### TEXT BLOCK
University of Windsor lab uses compound inspired by spider lily to kill cancer cells

A research team at the University of Windsor has developed a cancer-killing compound inspired by the spider lily. It has targeted and killed 20 varieties of cancer cells so far.

Compound can distinguish between cancerous and healthy cells

A team led by chemistry professor, Siyaram Pandey, has developed a cancer-killing compound from the common spider lily plant. (University of Windsor)

A University of Windsor lab has successfully used a compound inspired by a flower to target and kill cancer.

A team led by chemistry professor Siyaram Pandey has discovered a lab-synthesized drug compound based on extract from the common spider lily plant to kill 20 varieties of cancer cells.

"This drug is very selective and targets the mitochondria of various cancer cells to induce apoptosis, which means the cancer cells commit suicide and the normal cells continue to thrive," explained Pandey. "We are talking about a drug that could be 10 times more effective that the very toxic chemotherapy drug Taxol."

### EXCERPTED DATA

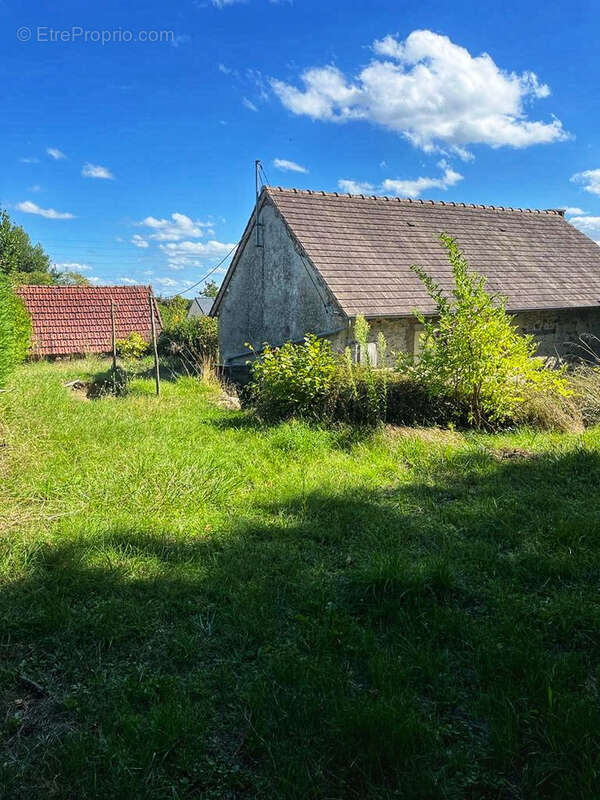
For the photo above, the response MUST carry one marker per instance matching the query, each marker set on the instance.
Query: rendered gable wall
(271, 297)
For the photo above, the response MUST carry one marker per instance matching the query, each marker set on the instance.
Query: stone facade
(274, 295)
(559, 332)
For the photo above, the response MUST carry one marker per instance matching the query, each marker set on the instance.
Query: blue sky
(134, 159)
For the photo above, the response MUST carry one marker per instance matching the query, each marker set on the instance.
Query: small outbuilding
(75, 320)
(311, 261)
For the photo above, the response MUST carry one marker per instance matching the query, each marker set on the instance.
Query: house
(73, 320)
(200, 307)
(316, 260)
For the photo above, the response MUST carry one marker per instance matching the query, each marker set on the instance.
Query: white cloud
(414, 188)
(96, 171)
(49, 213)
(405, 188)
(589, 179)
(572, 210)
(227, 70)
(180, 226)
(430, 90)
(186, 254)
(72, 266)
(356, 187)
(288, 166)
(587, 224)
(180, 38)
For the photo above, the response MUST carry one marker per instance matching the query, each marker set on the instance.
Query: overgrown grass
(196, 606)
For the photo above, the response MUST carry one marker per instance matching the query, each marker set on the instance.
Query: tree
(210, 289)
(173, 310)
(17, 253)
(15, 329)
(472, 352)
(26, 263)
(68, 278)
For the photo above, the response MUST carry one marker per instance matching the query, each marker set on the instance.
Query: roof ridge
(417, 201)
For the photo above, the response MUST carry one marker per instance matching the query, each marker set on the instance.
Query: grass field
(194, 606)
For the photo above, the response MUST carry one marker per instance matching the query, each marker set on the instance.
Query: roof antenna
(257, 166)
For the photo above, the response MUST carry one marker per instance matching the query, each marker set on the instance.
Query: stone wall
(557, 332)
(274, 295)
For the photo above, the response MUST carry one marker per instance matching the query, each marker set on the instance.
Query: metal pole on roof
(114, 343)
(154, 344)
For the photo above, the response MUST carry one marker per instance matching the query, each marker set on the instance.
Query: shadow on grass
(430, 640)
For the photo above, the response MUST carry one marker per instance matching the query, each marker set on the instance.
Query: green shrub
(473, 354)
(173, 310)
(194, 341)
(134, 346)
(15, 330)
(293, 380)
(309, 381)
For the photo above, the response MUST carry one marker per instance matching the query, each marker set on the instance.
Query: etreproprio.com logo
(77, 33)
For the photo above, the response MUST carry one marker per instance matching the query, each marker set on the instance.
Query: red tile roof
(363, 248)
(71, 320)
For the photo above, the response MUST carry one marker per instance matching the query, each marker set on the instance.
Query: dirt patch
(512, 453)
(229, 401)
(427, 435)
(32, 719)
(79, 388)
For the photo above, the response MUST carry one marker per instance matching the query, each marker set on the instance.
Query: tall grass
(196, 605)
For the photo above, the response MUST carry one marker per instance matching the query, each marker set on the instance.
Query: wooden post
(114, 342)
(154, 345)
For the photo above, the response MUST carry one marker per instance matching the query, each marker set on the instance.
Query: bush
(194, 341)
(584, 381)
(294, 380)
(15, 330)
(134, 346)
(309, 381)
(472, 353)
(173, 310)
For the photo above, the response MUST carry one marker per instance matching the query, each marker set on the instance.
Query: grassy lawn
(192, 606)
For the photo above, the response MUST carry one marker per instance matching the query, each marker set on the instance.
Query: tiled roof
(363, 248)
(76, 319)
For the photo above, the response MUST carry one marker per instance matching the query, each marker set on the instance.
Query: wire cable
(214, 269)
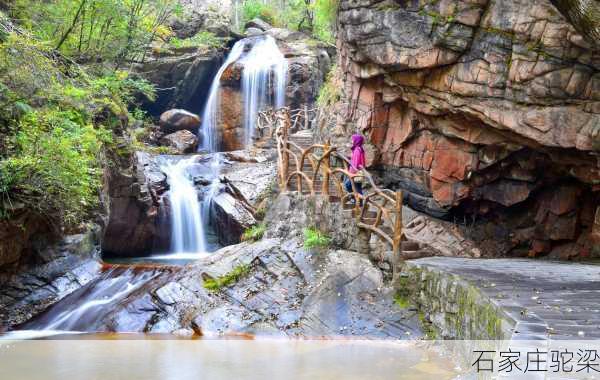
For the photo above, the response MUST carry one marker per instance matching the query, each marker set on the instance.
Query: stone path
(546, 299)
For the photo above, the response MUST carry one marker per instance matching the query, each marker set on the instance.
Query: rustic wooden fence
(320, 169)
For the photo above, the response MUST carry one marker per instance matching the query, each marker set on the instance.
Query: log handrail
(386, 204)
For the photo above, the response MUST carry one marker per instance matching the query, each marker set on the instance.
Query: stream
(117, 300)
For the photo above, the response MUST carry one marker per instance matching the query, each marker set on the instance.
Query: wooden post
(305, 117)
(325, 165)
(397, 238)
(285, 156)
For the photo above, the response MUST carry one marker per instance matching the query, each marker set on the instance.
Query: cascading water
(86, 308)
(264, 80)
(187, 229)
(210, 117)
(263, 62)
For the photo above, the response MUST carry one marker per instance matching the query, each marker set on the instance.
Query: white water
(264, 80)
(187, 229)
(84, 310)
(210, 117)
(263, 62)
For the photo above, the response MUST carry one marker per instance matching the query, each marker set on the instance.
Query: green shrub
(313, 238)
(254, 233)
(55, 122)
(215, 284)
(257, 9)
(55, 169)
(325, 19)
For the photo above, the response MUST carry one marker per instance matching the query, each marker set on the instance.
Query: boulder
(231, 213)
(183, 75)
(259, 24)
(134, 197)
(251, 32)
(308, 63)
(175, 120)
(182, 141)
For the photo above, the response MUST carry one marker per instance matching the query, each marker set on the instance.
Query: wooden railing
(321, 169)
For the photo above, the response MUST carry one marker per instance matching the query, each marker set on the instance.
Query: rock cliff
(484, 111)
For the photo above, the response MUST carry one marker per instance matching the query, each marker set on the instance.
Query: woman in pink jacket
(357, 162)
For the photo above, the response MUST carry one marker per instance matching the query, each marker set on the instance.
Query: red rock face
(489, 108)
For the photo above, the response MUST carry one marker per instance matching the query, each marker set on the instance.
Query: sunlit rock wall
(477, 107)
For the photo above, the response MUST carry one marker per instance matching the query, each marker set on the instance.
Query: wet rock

### EXERCISES TO COMPLETE
1 > In the article on the spider lily compound, which part of cancer cells does the drug target?
2 > Summarize the article on the spider lily compound in two sentences.
3 > Carry on the article about the spider lily compound from where it stops.

### RESULTS FOR THE EXERCISE
1 > It targets the mitochondria of cancer cells.

2 > A University of Windsor team led by chemistry professor Siyaram Pandey has developed a lab-synthesized compound, based on extract from the common spider lily, that has targeted and killed 20 varieties of cancer cells. According to Pandey, the drug selectively targets the mitochondria of cancer cells so that they die while normal cells continue to thrive, and it could be 10 times more effective than the chemotherapy drug Taxol.

3 >
Originally, it took one kilogram of spider lily buds to make one milligram of the compound, but by teaming up with other Ontario universities a non-toxic, synthetic compound called pancratistatin was created.

Seven compound variations were produced and patented in cooperation with researchers from McMaster and Brock universities. The team tested the variations on animals with tumours as well as 20 varieties of cancer cells including breast, cancer, prostate, melanoma and bone.

The compound is so effective because it targets the mitochondria of cancer cells while leaving healthy cells alone, according to Pandey.

"This is the first time we got a compound which can distinguish between cancer and normal cells," he added.

Before the treatment becomes available to the public a drug company would have to put the compound through clinical trials.